Each line of the records must appear in your answer exactly, with no pictures.

▬▬▬▬▬▬▬▬▬▬

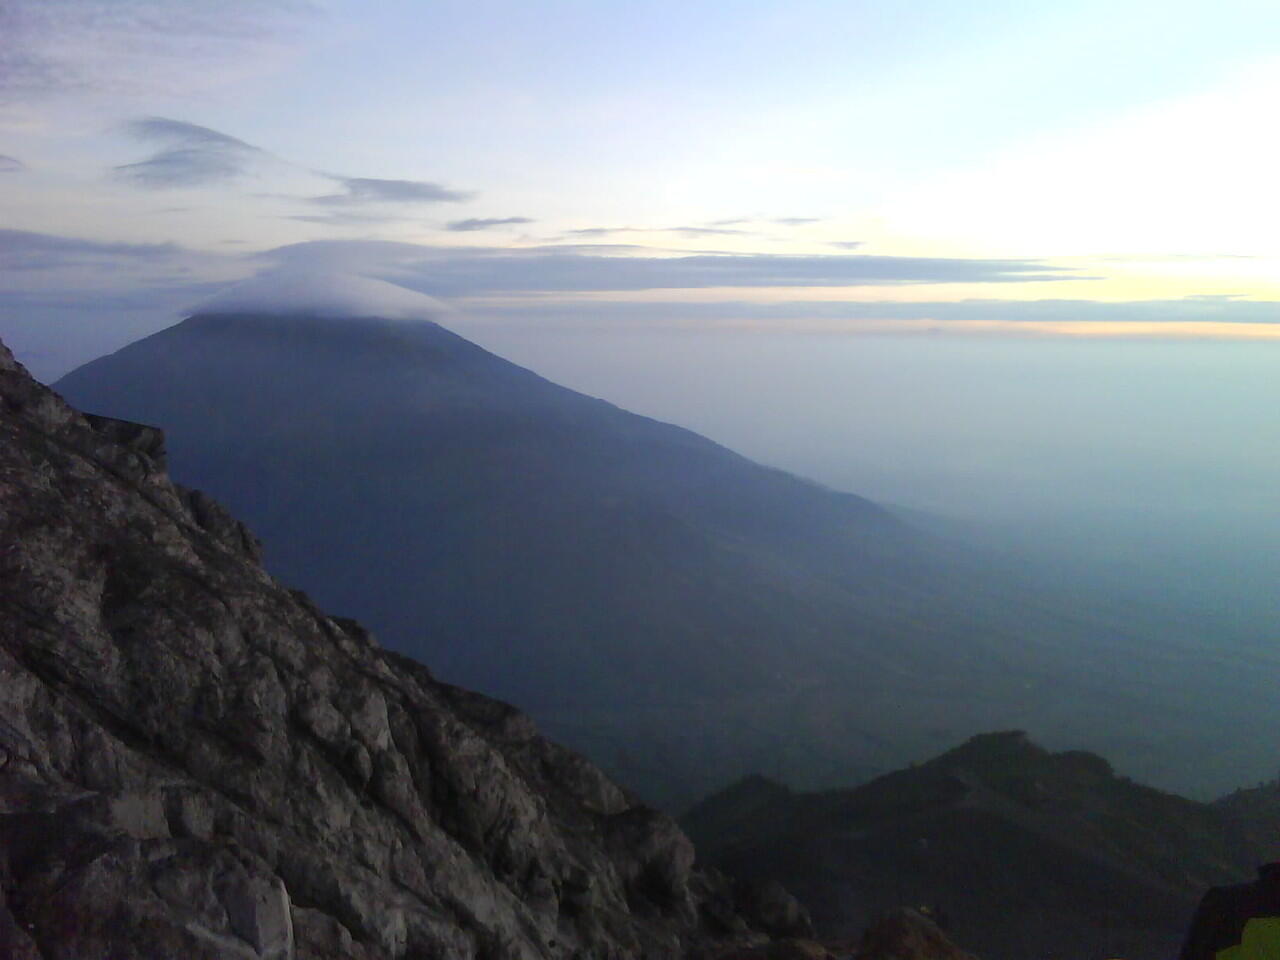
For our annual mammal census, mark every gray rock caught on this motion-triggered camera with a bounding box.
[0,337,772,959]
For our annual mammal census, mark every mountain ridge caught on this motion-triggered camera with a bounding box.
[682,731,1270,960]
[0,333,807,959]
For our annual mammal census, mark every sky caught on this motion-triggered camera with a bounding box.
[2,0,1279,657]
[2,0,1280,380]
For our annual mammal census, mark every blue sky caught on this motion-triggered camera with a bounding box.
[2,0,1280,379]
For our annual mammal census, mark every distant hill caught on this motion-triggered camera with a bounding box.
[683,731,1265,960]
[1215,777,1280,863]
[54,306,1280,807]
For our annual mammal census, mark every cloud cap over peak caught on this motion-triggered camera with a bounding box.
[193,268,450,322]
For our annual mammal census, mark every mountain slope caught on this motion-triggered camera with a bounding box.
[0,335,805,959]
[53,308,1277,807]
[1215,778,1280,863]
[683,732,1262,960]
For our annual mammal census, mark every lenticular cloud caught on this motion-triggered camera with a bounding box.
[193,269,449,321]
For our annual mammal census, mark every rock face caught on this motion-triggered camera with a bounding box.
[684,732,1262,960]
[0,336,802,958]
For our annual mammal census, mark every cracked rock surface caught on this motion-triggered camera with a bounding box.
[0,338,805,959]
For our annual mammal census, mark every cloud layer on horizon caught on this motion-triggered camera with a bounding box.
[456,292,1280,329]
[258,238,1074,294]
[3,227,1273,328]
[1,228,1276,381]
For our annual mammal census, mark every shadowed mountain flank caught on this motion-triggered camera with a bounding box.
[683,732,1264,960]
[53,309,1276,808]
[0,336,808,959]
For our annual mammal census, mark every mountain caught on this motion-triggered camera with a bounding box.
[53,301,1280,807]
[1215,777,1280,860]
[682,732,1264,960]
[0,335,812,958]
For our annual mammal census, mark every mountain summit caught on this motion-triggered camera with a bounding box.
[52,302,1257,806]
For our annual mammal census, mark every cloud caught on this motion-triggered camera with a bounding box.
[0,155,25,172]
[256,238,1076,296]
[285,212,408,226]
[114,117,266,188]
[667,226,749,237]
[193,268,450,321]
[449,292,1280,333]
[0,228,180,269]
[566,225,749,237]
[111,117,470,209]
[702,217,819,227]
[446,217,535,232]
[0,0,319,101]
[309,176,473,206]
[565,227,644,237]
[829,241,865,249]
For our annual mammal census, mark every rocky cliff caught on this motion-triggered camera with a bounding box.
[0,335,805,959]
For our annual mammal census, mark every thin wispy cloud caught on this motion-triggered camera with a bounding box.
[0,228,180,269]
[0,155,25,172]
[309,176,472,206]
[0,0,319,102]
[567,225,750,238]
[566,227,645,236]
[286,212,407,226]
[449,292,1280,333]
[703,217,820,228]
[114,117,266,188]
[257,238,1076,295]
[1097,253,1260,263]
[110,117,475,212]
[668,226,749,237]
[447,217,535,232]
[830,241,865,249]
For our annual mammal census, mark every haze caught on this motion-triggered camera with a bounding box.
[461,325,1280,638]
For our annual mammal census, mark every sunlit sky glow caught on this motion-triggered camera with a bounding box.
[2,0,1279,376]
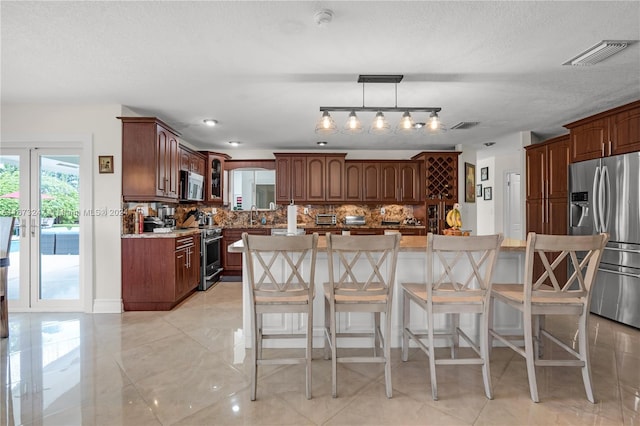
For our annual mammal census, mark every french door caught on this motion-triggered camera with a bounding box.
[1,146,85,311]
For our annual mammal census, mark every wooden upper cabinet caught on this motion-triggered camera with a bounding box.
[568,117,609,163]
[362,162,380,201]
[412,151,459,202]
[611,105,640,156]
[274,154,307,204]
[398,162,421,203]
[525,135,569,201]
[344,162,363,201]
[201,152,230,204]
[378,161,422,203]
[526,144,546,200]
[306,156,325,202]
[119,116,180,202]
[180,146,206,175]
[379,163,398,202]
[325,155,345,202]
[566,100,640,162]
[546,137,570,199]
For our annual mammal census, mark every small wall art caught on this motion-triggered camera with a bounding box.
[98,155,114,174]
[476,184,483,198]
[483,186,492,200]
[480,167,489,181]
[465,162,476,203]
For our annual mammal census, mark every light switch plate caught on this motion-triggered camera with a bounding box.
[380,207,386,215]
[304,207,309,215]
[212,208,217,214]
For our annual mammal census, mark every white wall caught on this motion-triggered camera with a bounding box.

▬▬▬▬▬▬▬▬▬▬

- [RESULT OF THE EXERCISE]
For our annual mammal census, mark every gray rock caught on this motion-triggered camera with a bounding box.
[0,337,772,959]
For our annual mammal census, mark every mountain ridge caught on this motion-triggered camera with a bounding box.
[682,731,1270,960]
[0,333,807,959]
For our annual mammal census, mark every sky caught on this motion-triggered camera with a bounding box.
[2,0,1279,657]
[2,0,1280,380]
For our annual mammal census, mark every blue sky caught on this motion-triggered camera with a bounding box.
[2,0,1280,379]
For our annual mammal census, mark every distant hill caught on this motion-triggered camera with a bounding box.
[683,731,1265,960]
[1215,777,1280,863]
[54,306,1280,807]
For our annual mammal census, mark every cloud cap over peak caught on this motion-triggered camera with a bounding box.
[193,268,450,322]
For our annual mammal census, mark every mountain slope caught on this motion-triggered camera with a bounding box.
[0,335,805,959]
[53,308,1277,807]
[1215,778,1280,863]
[683,732,1262,960]
For our annual mammal census, mark every lenticular cloud caught on this motion-triggered camera with a bounding box.
[193,269,449,321]
For our annual mammal census, mark every rock face caught on this motion-triggered camera with a bounding box.
[684,732,1262,960]
[0,336,802,958]
For our annual mammal census, mark every cracked rock surface caught on this motion-triggered camera with a bounding box.
[0,338,805,959]
For our annual mammal census, mark every cloud layer on horizon caught on this motion-triggered camera with a bounding box.
[456,292,1280,329]
[258,238,1074,294]
[3,227,1273,328]
[1,228,1276,381]
For our annual mammal census, mark every shadowed mountain flank caught on this motion-triggered camera with a bounding box.
[683,732,1264,960]
[53,309,1276,808]
[0,336,808,959]
For our annual mammal census, mark every mountain caught on this motion-triggered camera with a bounding box.
[53,301,1280,807]
[1215,777,1280,860]
[682,732,1264,960]
[0,335,812,958]
For our annual mammal census, mark every mountain summit caught on this motion-triggered camera with a bounding box.
[52,302,1257,806]
For our annual mammal census, mark every cloud caught on this motion-triggered camera with a bounding box.
[0,155,25,172]
[256,238,1076,296]
[285,212,408,226]
[114,117,266,188]
[667,226,749,237]
[193,268,450,321]
[449,292,1280,333]
[0,228,180,269]
[566,225,749,237]
[111,117,470,209]
[702,217,819,227]
[446,217,535,232]
[0,0,319,101]
[309,176,473,206]
[565,227,644,237]
[829,241,865,249]
For our annual mammal census, mark every rocky cliff caught on this motion-triggered camera with a bounding box.
[0,335,805,959]
For our annual mammal census, mark every thin wispy cloud caught on this motion-triggered camera with a bounding box.
[0,228,180,269]
[0,155,25,172]
[309,176,472,206]
[0,0,319,102]
[567,225,750,238]
[566,227,645,236]
[286,212,407,226]
[449,292,1280,333]
[703,217,820,228]
[114,117,266,188]
[257,238,1076,295]
[1097,253,1260,263]
[110,117,475,212]
[668,226,749,237]
[447,217,535,232]
[830,241,865,249]
For our annual mammal census, mark every haze caught on this motion-triggered camera with a bounding box.
[461,325,1280,638]
For our annual mammal census, mark every sunlit sky glow caught on this motion-triggered camera with a bounding box.
[2,0,1279,376]
For our annual mammal census, mark every french door caught on this motion-triggered camera with a bounding box.
[1,146,85,311]
For our annual mammal census, mark every wooden upper cabinet caught on this motion-triggered camera with a bounding box.
[568,117,609,163]
[362,162,380,201]
[412,151,459,202]
[611,105,640,156]
[274,154,307,204]
[398,162,421,203]
[525,135,569,201]
[344,162,363,201]
[201,152,230,204]
[378,161,422,203]
[526,144,546,200]
[306,156,325,202]
[119,116,180,202]
[180,146,206,175]
[379,163,398,202]
[325,155,345,202]
[566,100,640,162]
[546,137,570,199]
For our annual mammal census, mark every small wall art caught on this motion-triggered camera with a bounding box.
[98,155,114,174]
[476,184,483,198]
[483,186,492,200]
[480,167,489,181]
[465,162,476,203]
For our annual mammal census, mark every light switch plate caught on this motion-triggered camera with a bounding box.
[380,207,386,215]
[304,207,309,215]
[212,208,217,214]
For our annual mammal census, mark every white wall caught on this motion-triggered camera with a bounding box.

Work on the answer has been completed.